*EXCERPT TO READ*.
*****
Disaster: Convoy PQ 17 and How the “PQ” Convoys Received Their Designation

/Disaster: Convoy PQ 17 and How the “PQ” Convoys Received Their Designation

Disaster: Convoy PQ 17 and How the “PQ” Convoys Received Their Designation

A British wartime poster about the Arctic convoys. It reads: “Arms for Russia – a great convoy of British ships escorted by Soviet fighters sails into Murmansk harbour with vital supplies for the Red Army.”

Every convoy in World War Two had a designation code of two, three, or sometimes four letters which specified where the convoy was going and how. ONS 5, for example, the greatest convoy battle of the war in the North Atlantic, meant “Outward bound (from Great Britain) on the Northern route.” The convoy did not travel faster than five knots so that old ships out of mothballs could keep up. Therefore it was designated a Slow convoy. The number 5 means it was the 5th convoy in the ONS series to use this routing.

The PQ convoys, however, had a nonsensical designation. A Royal Navy staff officer at the Admiralty named Philip Quellyn Roberts gave his first two initials to the Russian convoys. While I knew the story, I will let an excerpt from the following email I received from his son, Paul Quellyn Roberts, explain in more detail how the PQ convoys to Russia and the QP convoys returning from Russia received their designations.
*****
*SUPPLIED INFORMATION*.
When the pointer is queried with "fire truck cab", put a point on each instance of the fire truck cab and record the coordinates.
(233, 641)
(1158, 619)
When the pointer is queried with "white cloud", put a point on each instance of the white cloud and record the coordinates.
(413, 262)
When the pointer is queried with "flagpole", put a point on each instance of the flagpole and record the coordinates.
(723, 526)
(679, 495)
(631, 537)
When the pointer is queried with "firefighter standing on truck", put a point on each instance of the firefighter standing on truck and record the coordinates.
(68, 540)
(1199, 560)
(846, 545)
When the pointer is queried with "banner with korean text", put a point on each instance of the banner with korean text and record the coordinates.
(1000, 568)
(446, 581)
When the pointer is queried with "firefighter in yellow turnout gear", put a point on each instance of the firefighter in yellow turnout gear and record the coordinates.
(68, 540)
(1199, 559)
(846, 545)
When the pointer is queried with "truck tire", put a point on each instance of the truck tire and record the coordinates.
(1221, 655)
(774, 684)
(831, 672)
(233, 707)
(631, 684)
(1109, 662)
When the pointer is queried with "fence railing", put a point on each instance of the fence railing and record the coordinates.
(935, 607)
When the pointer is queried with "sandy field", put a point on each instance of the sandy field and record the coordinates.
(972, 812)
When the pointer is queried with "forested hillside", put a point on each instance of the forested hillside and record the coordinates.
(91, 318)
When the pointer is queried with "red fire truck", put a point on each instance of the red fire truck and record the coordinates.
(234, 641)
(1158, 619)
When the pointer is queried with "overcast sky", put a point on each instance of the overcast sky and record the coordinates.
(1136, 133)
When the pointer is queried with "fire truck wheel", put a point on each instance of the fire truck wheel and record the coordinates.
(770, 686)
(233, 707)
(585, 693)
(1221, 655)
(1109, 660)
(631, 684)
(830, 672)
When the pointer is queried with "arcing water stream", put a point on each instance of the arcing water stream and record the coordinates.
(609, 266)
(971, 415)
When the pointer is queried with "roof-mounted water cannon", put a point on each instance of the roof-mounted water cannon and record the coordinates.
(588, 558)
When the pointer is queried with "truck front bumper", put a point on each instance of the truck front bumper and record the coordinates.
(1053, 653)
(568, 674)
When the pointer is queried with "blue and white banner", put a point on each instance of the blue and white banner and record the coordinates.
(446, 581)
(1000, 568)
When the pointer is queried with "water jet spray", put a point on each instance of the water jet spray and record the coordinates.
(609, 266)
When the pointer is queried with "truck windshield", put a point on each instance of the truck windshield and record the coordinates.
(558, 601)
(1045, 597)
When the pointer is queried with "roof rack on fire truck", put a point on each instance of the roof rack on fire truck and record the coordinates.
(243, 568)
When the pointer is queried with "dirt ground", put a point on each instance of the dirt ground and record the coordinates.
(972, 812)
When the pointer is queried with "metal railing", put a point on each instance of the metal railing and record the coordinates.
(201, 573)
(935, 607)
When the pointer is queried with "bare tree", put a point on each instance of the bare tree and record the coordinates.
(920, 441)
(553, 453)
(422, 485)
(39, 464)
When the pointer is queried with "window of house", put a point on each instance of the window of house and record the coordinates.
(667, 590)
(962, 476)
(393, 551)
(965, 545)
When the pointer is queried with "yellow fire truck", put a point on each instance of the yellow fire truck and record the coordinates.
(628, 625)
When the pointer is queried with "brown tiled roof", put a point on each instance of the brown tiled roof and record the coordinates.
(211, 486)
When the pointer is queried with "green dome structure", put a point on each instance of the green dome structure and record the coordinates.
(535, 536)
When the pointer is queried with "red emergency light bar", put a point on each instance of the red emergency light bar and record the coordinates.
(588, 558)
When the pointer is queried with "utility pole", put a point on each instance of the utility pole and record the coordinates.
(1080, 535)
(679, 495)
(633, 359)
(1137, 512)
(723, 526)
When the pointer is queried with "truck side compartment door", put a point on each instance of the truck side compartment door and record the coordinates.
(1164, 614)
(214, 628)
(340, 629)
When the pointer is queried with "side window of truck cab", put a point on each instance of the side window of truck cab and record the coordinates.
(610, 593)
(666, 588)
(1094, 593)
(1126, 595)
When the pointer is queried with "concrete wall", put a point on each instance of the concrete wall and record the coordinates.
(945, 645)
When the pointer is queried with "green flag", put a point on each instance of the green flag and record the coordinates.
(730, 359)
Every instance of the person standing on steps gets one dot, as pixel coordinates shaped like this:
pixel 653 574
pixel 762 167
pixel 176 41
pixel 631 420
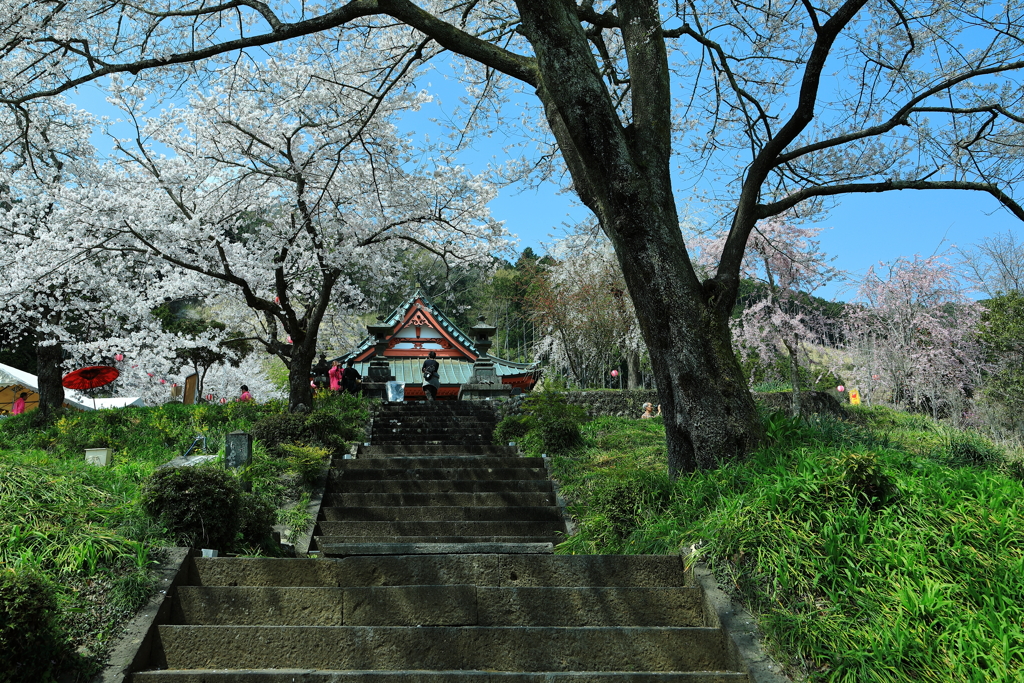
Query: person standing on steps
*****
*WHAT YOU WILL DO*. Carry on the article about how the PQ convoys got their name, picking up right after its last sentence, which appears above the lines.

*THE RESULT*.
While he (father) was at the Admiralty, he was involved in the organizing of the war relief convoys to Russia. My understanding was that they had run out of current numbers so he designated the next run PQ1 and then this would be reversed on the return to QP1. The question arose why these particular letters. Fathers name was PHILIP QUELLYN ROBERTS……..PQR!

He left the admiralty, I believe about PQ8 or 9, so did not see the PQ17 disaster. For a time he commanded HMS Sirius, a Dido class light cruiser based in the Mediterranean…He retired in 1947 as Captain…DSO (Distinguished Service Order). I thought this might be of interest.

Best Wishes
Paul Quellyn Roberts

Royal Navy battlecruiser HMS Renown in heavy weather. The barrels of the main turrets are pointed in different directions to keep water from getting in.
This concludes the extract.